TASK BRIEF>
Apart from the pictures, every entry below must be given again exactly.

Image point grounding data>

++++++++

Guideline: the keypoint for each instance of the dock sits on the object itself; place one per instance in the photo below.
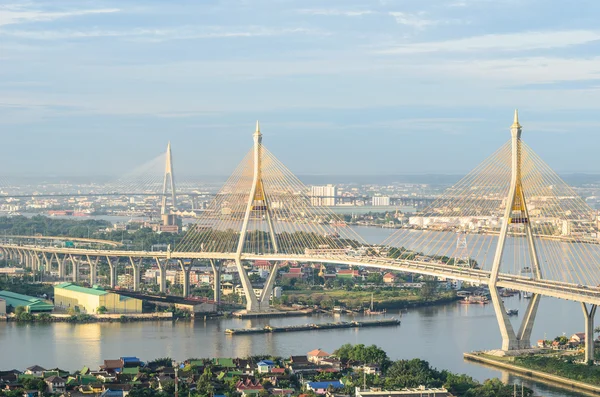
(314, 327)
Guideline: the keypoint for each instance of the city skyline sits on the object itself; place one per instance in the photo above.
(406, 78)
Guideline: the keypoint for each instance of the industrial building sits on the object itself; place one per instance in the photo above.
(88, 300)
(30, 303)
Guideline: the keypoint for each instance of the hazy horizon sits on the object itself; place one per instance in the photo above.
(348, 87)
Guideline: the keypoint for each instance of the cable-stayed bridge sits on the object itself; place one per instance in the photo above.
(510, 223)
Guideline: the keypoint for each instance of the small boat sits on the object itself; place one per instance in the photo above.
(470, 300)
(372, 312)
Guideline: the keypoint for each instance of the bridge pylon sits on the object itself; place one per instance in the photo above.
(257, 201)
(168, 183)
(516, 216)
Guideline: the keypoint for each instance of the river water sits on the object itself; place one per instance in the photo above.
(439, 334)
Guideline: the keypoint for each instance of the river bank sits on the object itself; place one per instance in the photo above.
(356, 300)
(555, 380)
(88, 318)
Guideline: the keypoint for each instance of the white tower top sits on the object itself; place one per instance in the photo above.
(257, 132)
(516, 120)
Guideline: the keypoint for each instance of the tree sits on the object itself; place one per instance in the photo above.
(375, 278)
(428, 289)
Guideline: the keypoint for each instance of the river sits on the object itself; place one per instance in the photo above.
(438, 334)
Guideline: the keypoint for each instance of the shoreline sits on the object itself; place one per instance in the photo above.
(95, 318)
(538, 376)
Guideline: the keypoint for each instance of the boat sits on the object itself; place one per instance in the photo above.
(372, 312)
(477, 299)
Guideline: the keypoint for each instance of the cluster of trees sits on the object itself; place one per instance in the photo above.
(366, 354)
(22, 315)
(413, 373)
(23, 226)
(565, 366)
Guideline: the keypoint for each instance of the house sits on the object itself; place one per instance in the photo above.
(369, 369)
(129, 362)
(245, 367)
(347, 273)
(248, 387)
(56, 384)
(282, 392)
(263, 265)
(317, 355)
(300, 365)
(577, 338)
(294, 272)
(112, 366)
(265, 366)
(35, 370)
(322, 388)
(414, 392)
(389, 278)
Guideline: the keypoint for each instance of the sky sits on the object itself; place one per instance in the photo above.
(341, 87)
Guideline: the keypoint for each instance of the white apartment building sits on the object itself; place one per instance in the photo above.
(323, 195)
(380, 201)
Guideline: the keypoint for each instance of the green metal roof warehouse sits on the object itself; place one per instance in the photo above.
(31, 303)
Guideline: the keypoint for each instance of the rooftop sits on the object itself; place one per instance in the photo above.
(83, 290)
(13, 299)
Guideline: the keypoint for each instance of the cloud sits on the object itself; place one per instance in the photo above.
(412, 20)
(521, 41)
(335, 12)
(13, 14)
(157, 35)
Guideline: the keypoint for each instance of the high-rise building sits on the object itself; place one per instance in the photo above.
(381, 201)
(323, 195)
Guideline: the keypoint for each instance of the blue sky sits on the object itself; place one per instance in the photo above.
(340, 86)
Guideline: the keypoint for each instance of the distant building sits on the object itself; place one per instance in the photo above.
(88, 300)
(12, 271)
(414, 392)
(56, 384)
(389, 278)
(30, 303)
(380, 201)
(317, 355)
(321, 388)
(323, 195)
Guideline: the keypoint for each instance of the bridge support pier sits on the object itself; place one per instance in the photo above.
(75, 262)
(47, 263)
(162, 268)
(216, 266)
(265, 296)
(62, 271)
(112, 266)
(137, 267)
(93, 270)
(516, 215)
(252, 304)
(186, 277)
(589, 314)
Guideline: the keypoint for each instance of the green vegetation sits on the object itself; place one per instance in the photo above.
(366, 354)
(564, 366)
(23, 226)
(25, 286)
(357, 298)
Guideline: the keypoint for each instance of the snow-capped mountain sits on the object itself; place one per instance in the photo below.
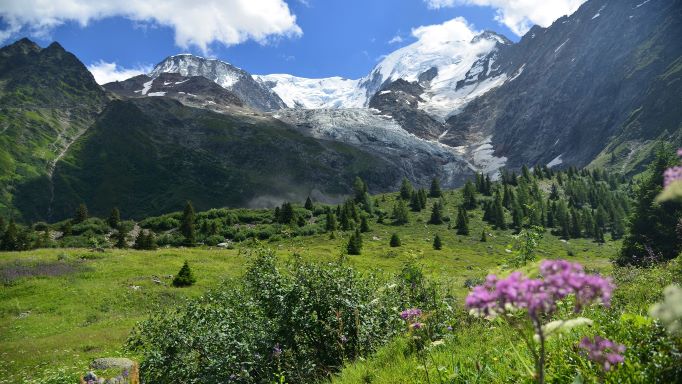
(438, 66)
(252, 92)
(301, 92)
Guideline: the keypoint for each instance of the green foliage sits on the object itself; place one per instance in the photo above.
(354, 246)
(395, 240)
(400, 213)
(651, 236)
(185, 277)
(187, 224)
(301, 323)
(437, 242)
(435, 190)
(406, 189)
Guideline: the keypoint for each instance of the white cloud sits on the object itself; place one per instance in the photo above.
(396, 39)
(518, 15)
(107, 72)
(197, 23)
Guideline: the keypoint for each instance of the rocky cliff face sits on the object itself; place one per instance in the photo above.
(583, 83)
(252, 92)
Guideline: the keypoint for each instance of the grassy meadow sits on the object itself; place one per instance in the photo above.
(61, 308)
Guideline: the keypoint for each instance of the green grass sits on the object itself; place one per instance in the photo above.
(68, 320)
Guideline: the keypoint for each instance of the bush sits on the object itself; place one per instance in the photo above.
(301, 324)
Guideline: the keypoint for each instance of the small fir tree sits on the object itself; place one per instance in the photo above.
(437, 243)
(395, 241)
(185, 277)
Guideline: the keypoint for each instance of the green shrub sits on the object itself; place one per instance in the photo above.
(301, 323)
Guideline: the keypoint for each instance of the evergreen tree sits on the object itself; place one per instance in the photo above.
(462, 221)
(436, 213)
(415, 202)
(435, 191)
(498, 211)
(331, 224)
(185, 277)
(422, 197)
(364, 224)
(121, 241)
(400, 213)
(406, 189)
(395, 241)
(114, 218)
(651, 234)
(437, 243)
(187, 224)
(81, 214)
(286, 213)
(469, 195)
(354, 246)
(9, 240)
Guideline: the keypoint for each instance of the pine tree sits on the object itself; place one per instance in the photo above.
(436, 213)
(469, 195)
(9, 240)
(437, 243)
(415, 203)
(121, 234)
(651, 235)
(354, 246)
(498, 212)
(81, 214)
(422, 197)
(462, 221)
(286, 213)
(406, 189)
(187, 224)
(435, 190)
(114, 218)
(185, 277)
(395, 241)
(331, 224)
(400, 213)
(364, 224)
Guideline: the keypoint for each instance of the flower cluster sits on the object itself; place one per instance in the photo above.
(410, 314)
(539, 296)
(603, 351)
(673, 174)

++++++++

THE COMPLETED TASK>
Guideline: the keypoint for each instance of the dock sits on the object itself; place one per instance in the photo below.
(314, 327)
Guideline: the keypoint for each instance of the city skyline sits on the object itself; place one per instance in the photo above.
(406, 78)
Guideline: the keypoint for each instance of the industrial building sits on the object itself; place one per instance in the photo above.
(88, 300)
(30, 303)
Guideline: the keypoint for each instance of the hazy horizon sits on the object itself; place one per instance in the photo above.
(348, 87)
Guideline: the keypoint for each instance of the cable-stayed bridge sits on the object itself; place one per instance in the photo above.
(510, 223)
Guideline: the keypoint for each instance of the small boat sits on the object itself; place one per instance in the photo above.
(470, 300)
(372, 312)
Guideline: the keypoint for each instance of the bridge pylon sits on the object itself; place one per instance in the photo above.
(257, 201)
(168, 183)
(516, 216)
Guideline: the keypoint for each instance of the river water sits on the object itself; place one per instance in the photo above.
(439, 334)
Guideline: the keypoint for each instance of the river bank sits on the object itself; place one per instance in the photo above.
(356, 300)
(555, 380)
(88, 318)
Guideline: the keypoint for each instance of the white tower top sits on the object itself; place one per instance in the photo above.
(257, 132)
(516, 120)
Guideline: the keypoint for each instance of the tree sits on the object itself; place one per instance in the photo above.
(375, 278)
(428, 289)
Guideline: the keypoint for each instance of the river sits on the object itself; place one per instance in the photo above.
(438, 334)
Guideline: the keypoint for each instance of the shoreline sits on the object itself; place one per instance in the photo above.
(95, 318)
(538, 376)
Guideline: the keypoint for each instance of the boat sits on the object itself; place one per instance in the photo above.
(372, 312)
(477, 299)
Guideline: the keypoint for each instance of the cluster of trees sits on the object itself; place one per instance in the photo above.
(366, 354)
(22, 315)
(413, 373)
(23, 226)
(565, 366)
Guideline: the keypoint for each instance of the house sits on the object itself; place one per instance in the photo above.
(369, 369)
(129, 362)
(245, 367)
(347, 273)
(248, 387)
(56, 384)
(282, 392)
(263, 265)
(317, 355)
(300, 365)
(577, 338)
(294, 272)
(112, 366)
(265, 366)
(35, 370)
(322, 388)
(414, 392)
(389, 278)
Guideline: the keypoint for each instance of the sky sits on the object itself; place one per instance in the photo above.
(341, 87)
Guideline: the keypoint for each instance of the white apartment building sits on the object itself; place one per instance in the photo above.
(323, 195)
(380, 201)
Guideline: the keypoint for each instance of the green metal roof warehouse sits on the object itself; place one per instance in the photo above.
(31, 303)
Guideline: the keypoint for each instance of the rooftop sits on the object itself; place one per instance in the photo above.
(83, 290)
(13, 299)
Guideline: the keypoint for each instance of the cloud sits on the object itself; place one per instance in the photo above.
(412, 20)
(521, 41)
(335, 12)
(13, 14)
(157, 35)
Guideline: the keypoint for each instance of the high-rise building sits on the object itself; place one per instance in the photo above.
(381, 201)
(323, 195)
Guideline: the keypoint for each instance of the blue sky sits on the object itself; place one per instance in the photo above.
(340, 86)
Guideline: the keypoint for each instance of the distant building sits on the object itself; place one per instance in the photo above.
(88, 300)
(12, 271)
(414, 392)
(56, 384)
(389, 278)
(30, 303)
(380, 201)
(317, 355)
(321, 388)
(323, 195)
Guideline: the keypoint for each instance of the bridge support pier sits on the object itself; place one per instance in the photo above.
(75, 262)
(47, 263)
(162, 268)
(216, 266)
(265, 296)
(62, 271)
(112, 266)
(137, 267)
(93, 270)
(516, 215)
(252, 304)
(186, 277)
(589, 314)
Guideline: the keypoint for each instance of the green vegetation sits on the object itself; place one per instance in the photo above.
(366, 354)
(564, 366)
(23, 226)
(25, 286)
(357, 298)
Guideline: the keypoint for each instance of the snow-capped mountain sits on the object itself; place one per instance in the photo below.
(438, 66)
(252, 92)
(301, 92)
Guideline: the keypoint for each instance of the green foliage sits on the object itself; place one per instance in the photo above.
(354, 246)
(395, 240)
(400, 213)
(651, 236)
(185, 277)
(187, 224)
(301, 323)
(437, 242)
(435, 190)
(406, 189)
Guideline: the keypoint for each instance of the white cloud sits on the object itself; place one per instance in the photo above.
(396, 39)
(518, 15)
(107, 72)
(197, 23)
Guideline: the keypoint for each instance of the rocky cliff face sits on the object itself; place one per instance in the photo above.
(583, 83)
(252, 92)
Guideline: the keypoint for each instance of the grassy meadow sits on the object itself; place one per instance in the photo above.
(61, 308)
Guideline: the keypoint for each instance of the green grass sits on the object itself; place one per instance in the photo above.
(68, 320)
Guideline: the keypoint for each instance of the bush sits on the object itself; place one per instance in the photo above.
(301, 324)
Guideline: the keypoint for each instance of the small fir tree sits on the object itself; place one per instance in the photo above.
(437, 243)
(395, 241)
(185, 277)
Guideline: the keypoint for each instance of the green shrub sits on the object itself; place one per instance in the photo above.
(301, 323)
Guideline: the keypoint for each instance of the evergreen tree sits on the object itself; place one per instance in the photo above.
(462, 221)
(436, 213)
(415, 202)
(435, 191)
(498, 211)
(331, 224)
(185, 277)
(422, 197)
(364, 224)
(121, 241)
(400, 213)
(406, 189)
(395, 241)
(114, 218)
(651, 234)
(437, 243)
(187, 224)
(81, 214)
(286, 213)
(469, 195)
(354, 246)
(9, 240)
Guideline: the keypoint for each instance of the pine tree sits on the object itself; place one per instance in the photo above.
(436, 213)
(469, 195)
(9, 240)
(437, 243)
(415, 203)
(121, 234)
(651, 235)
(354, 246)
(498, 212)
(81, 214)
(422, 197)
(462, 221)
(286, 213)
(406, 189)
(187, 224)
(435, 190)
(114, 218)
(185, 277)
(395, 241)
(331, 224)
(400, 213)
(364, 224)
Guideline: the keypoint for each instance of the flower cluster sits on the object itself; place one per instance in the photo above.
(410, 314)
(539, 296)
(603, 351)
(673, 174)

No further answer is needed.